§ WRITTEN PROBLEM:
Reproduce the data that follows in its entirety, character for character.

§ DATASET ROWS:
>> Begin
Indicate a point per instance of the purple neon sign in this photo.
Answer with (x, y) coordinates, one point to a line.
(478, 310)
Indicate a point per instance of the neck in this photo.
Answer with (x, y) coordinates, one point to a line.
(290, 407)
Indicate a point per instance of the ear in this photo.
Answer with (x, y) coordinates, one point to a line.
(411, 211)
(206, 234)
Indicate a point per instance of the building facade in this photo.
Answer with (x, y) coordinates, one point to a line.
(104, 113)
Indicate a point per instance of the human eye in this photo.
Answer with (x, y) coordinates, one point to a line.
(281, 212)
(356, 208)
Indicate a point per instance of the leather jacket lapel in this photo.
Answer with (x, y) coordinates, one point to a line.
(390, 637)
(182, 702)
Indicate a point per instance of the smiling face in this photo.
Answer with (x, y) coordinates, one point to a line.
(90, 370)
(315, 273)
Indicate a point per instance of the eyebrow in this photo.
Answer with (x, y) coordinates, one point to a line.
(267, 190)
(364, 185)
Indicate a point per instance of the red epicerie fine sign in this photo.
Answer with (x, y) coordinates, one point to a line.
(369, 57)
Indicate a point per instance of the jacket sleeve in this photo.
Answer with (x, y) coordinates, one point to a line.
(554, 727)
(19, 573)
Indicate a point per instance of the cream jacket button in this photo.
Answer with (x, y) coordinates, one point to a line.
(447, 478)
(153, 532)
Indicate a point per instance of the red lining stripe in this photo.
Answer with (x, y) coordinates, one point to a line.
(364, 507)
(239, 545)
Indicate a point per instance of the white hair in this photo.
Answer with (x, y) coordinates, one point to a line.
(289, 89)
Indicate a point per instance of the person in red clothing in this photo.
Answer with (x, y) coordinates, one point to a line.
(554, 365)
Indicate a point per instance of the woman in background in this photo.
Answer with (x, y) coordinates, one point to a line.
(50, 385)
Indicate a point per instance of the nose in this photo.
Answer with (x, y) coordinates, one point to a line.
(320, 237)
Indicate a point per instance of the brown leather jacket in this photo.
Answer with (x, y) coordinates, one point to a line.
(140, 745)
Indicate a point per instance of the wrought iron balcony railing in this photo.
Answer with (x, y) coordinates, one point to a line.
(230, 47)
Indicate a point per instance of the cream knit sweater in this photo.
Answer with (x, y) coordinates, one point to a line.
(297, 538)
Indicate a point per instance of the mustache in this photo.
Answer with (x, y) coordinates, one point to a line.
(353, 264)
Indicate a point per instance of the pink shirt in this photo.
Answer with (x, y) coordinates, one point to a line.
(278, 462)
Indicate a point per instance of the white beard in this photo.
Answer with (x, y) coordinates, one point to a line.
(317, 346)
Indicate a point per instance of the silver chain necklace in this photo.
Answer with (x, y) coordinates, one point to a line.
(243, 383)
>> End
§ ANSWER TO THE PROBLEM:
Indicate a point per instance of the purple neon sign in this photo.
Answer with (x, y) coordinates, one point to a line.
(478, 310)
Indicate a point per instance of the neck in this photo.
Answer with (x, y) coordinates, one point to a line.
(290, 407)
Indicate a point per instance of the ear in this photo.
Answer with (x, y) coordinates, one point to a line.
(411, 211)
(206, 234)
Indicate a point per instance of the building facade in this photo.
Answer with (x, y) coordinates, one point to a line.
(104, 113)
Indicate a point per instance of the human eye in this photo.
Answer with (x, y) coordinates, one point to a line.
(281, 212)
(356, 208)
Indicate a point per instance of the leather jacket lapel in this photo.
Answer with (x, y) coordinates, one point to a line.
(390, 637)
(182, 702)
Indicate a point per instance of the smiling face in this photo.
Answer with (x, y) coordinates, one point to a line.
(90, 370)
(315, 273)
Indicate a point per instance of the eyebrow in this photo.
Answer with (x, y) coordinates, one point to a line.
(267, 190)
(364, 185)
Indicate a point per instance of the red epicerie fine sign in this photo.
Answer with (x, y) coordinates, one point to a line.
(369, 57)
Indicate a point per instance of the jacket sleeve in this photo.
Answer with (x, y) coordinates, one point to a line.
(554, 727)
(19, 573)
Indicate a point per instance of the cream jacket button in this photo.
Answer with (x, y) coordinates, one point to a line.
(447, 478)
(153, 532)
Indicate a point per instance of the red lining stripe in this photo.
Answer with (x, y) coordinates, one point to a line.
(364, 507)
(239, 545)
Indicate a point per instance of the white hair in this photo.
Answer with (x, y) coordinates, one point to a line.
(289, 89)
Indicate a point per instance of the person in red clothing in this photo.
Answer with (x, y) coordinates, one point to a line.
(554, 365)
Indicate a point per instance of the woman in background in this photo.
Answer with (x, y) coordinates, one point to a line.
(50, 385)
Indicate a point per instance of the nose in this photo.
Answer with (x, y) coordinates, one point to a line.
(320, 237)
Indicate a point per instance of the brown leather jacket in this photo.
Answer with (x, y) coordinates, one point to a line.
(140, 745)
Indicate a point per instance of the wrought iron balcony railing in this photo.
Answer with (x, y) coordinates, one point to a line.
(230, 47)
Indicate a point per instance of the cream knit sweater in this photo.
Answer with (x, y) coordinates, one point to a line.
(297, 538)
Indicate a point per instance of the mustache in this photo.
Answer with (x, y) coordinates, one point to a line.
(353, 264)
Indicate a point per instance of the pink shirt in this photo.
Answer with (x, y) coordinates, one point to a line.
(278, 462)
Indicate a point per instance of the white beard in this photo.
Answer with (x, y) coordinates, one point to a line.
(317, 346)
Indicate a point per instance of the silver chain necklace in this photo.
Answer with (x, y) coordinates, one point to a line.
(243, 383)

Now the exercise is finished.